**WHAT YOU WILL DO**
**A)** Answer these questions from the mid-year reflection, one per line:
(i) Which university invited the writer to interview for a 2-year post-doc?
(ii) Which city did the writer visit in early March to meet a friend?
(iii) What COVID-related items did the writer craft in April?
**B)** Please list every university named in the mid-year reflection.
**C)** Write the next part of the mid-year reflection, beginning after its April paragraph.

**EXERCISE PASSAGE**
• • • • •

Happy 1st of July, everyone! Wait. What? July? No. It can’t be July. Can it? Can we really be halfway through the year?
Alas… we can be, and we are!!
It’s hard to believe that it’s July already. But, at the same time, it’s hard to believe that it is only July. It’s just been such a crazy year. Not just because of the COVID19 pandemic that has brought much of the world to a halt, but because my own life has taken some weird little turns over these past six months.
I don’t normally do a mid-point reflection for a year, but 2020 is not a normal year. Not for me, and not for the world! So, a reflection now seemed in order, which I’ll do with a short monthly summary. Here goes:
January was a “normal” month. I was working (happily) and was actively job-seeking as my post-doc contract with the University of Dundee was coming to an end in February. I did some running (not much, but that’s normal for January) and began working on some of my 2020 confidence goals.
February was a bit of a rollercoaster. I was thrilled to have been invited to interview for a 2-year post-doc at the University of Aberdeen the day before my birthday but less thrilled to have been told I was unsuccessful a few days later. I was also excited to have run a (very well received) workshop for my job at Edinburgh Napier University but less thrilled when my website went offline. (As of this point, the site is still down, and I am using a temporary blog. I hope to be back soon.)
March is when the rollercoaster really got wild! I finished working at the University of Dundee on 29 February, so planned a short holiday to Cambridge in early March to meet up with a friend who was in town for a conference. It was a chance to unwind from leaving one job, mourn the rejection from another, and reset my soul for the hopes of a new opportunity. Whilst I was in Cambridge, the UK began talking about tacking the COVID19 pandemic head-on, and by the time I got home, I put myself in lockdown (just before the government’s orders).
The next day, I got a call back from Aberdeen saying they wanted to hire me after all. (Yes, I know that probably means I wasn’t the first choice, but I am OK with that – especially in the current environment!) So, all of a sudden March went from a desperate fear for my future to the joys of starting a new job.
April is where things really started to get interesting. Not that the COVID19 pandemic isn’t an interesting phenomenon by itself, but by April the global situation started to get surreal. But for me, my experience seemed out-of-touch. I was isolating at my cottage and doing my best to keep busy with a bit of COVID-related crafting (such as masks and stuffed viruses). But I also experienced the heartbreak of not being able to visit my husband’s grave on the anniversary of his death. Until then, I was always comforted knowing that his ashes were split between “our” plot in my hometown and his parents’ plot in his hometown. That should have meant that no matter which place I chose to live, he would always be nearby for me to visit. Until now… (But as I’ve said before, Paul lives in my heart so wherever I am, so is he.)

• • • • •

**RAW DATA**
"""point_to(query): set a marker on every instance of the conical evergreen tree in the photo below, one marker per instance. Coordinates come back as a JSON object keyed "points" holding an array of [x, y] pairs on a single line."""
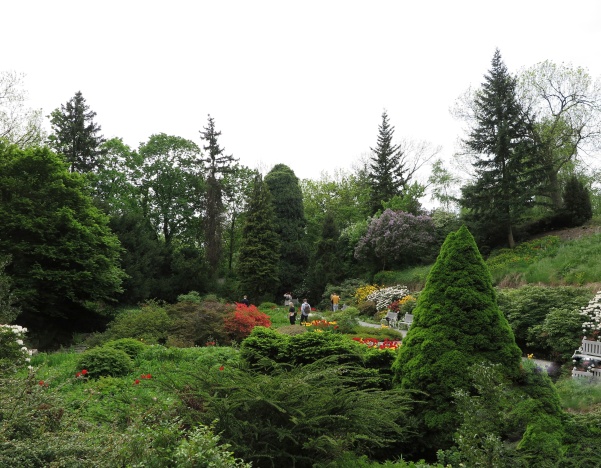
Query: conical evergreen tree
{"points": [[457, 323], [327, 263], [385, 169], [506, 168], [290, 224], [259, 247], [76, 136]]}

• • • • •

**SET OF ANSWERS**
**A)**
(i) The University of Aberdeen
(ii) Cambridge
(iii) Masks and stuffed viruses

**B)**
University of Dundee
University of Aberdeen
Edinburgh Napier University

**C)**
May felt quite positive to start. The weather was improving. I was settling into my new job. And I was really increasing my mileage with a plan to run my first half-marathon by the end of the month. But then, on a 12-mile run, I pulled my hamstring. And for the rest of May, I struggled to run more than 3 miles without a twingey leg – but I did manage 7 miles the last weekend which was nice.
June brought several happy things. The month began with some good run times for my 5- and 7-mile courses. It also marked my first visit with a friend since lockdown, by way of a socially distanced walk around the estate. By mid-June, I was marking three months of (near) isolation, yet as the month went on, I started enjoying a couple more socially distanced walks with friends.
Yes, by June I found myself in a pretty resigned position where I accepted that this will likely be my life through the end of the year. But I managed some more COVID-related crafting (including proxy hugs!) and I ramped up my running to just over 70 miles for the month. I also passed my halfway mark for my goal of 4,000,000 steps for the year, so I am on track for that, which is nice.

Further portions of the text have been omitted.